## TASKS TO COMPLETE
(1) Name every summary measure that the R visualization text offers as a possible numeric measure for a bar graph.
(2) Answer these questions using the R visualization text, one line for each:
(a) Which function creates a bar graph in base R?
(b) Which year is the dataframe filtered by?
(c) By what number is the total population divided?
+++ DOCUMENT TEXT +++
R for Data Science (2e) - Visualize (Chapters 10 to 12) Hadley Wickham, Mine Çetinkaya-Rundel & Garrett Grolemund
The R Graph Gallery Yan Holtz

For our purposes, we’ll go over how to create some basic graphs using base R, and more aesthetically pleasing graphs using the ggplot2 package. We’ll illustrate some graphs using the gapminder dataframe from the gapminder library. So go ahead and install this library if you haven’t already done so.

10.1 Visualizations in Base R

10.1.1 Bar graphs

Bar graphs are commonly used to illustrate differences between groups on some numeric measure. Usually the levels of a categorical variable are on one axis, and some sort of numeric measure on the other axis. The latter can be another variable, but can also be a summary measures such as counts, sums, means, or standard deviations. In base R, we can create a bar graph using the barplot() function. Let’s say I want to compare the total population for the five continents in the gapminder dataframe for the year 1952.

library(gapminder)
library(tidyverse)

# First, I'll create a small dataframe which filters the dataframe by the year 1952. It then groups the dataframe by continent, and creates a new variable which adds up the total population by continent. It then divides this variable by a million, rounds to the nearest integer, and renames the columns.
+++ EXTRACTED INFORMATION +++
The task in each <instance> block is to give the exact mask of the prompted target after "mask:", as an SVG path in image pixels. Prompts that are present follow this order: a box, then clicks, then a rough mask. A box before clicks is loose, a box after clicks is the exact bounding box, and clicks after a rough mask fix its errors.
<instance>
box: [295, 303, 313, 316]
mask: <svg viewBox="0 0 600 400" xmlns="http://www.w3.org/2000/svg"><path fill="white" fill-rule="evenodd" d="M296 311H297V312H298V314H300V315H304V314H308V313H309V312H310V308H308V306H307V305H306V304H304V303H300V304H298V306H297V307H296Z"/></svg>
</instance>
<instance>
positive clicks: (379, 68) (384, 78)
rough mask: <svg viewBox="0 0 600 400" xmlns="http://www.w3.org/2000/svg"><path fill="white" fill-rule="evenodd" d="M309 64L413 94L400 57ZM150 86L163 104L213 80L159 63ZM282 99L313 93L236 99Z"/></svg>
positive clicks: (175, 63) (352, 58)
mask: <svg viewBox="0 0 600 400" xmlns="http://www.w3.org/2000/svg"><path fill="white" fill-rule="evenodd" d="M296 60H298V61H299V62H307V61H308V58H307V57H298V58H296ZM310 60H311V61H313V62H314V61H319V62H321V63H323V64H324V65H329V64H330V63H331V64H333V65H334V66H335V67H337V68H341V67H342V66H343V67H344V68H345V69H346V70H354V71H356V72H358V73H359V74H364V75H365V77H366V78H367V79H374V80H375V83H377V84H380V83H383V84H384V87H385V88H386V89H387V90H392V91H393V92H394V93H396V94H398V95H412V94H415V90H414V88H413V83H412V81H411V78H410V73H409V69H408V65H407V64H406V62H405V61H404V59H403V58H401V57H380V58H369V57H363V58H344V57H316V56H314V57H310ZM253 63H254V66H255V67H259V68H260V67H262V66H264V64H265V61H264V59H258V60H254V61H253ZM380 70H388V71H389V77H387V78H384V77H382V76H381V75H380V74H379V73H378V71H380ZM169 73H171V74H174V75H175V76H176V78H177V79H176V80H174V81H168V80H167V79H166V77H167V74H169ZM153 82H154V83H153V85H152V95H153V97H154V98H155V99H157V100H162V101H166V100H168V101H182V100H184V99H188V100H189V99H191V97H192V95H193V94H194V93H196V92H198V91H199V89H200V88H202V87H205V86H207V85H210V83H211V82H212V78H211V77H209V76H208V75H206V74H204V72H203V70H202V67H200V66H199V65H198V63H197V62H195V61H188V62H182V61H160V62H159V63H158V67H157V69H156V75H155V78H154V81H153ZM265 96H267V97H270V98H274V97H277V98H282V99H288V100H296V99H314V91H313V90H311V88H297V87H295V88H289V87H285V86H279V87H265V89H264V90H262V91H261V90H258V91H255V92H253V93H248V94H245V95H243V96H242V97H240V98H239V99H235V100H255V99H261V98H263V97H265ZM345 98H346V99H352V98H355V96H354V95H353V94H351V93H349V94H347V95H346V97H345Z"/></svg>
+++
## EXPECTED RESULTS
(1) Counts, sums, means, standard deviations

(2)
(a) barplot()
(b) 1952
(c) A million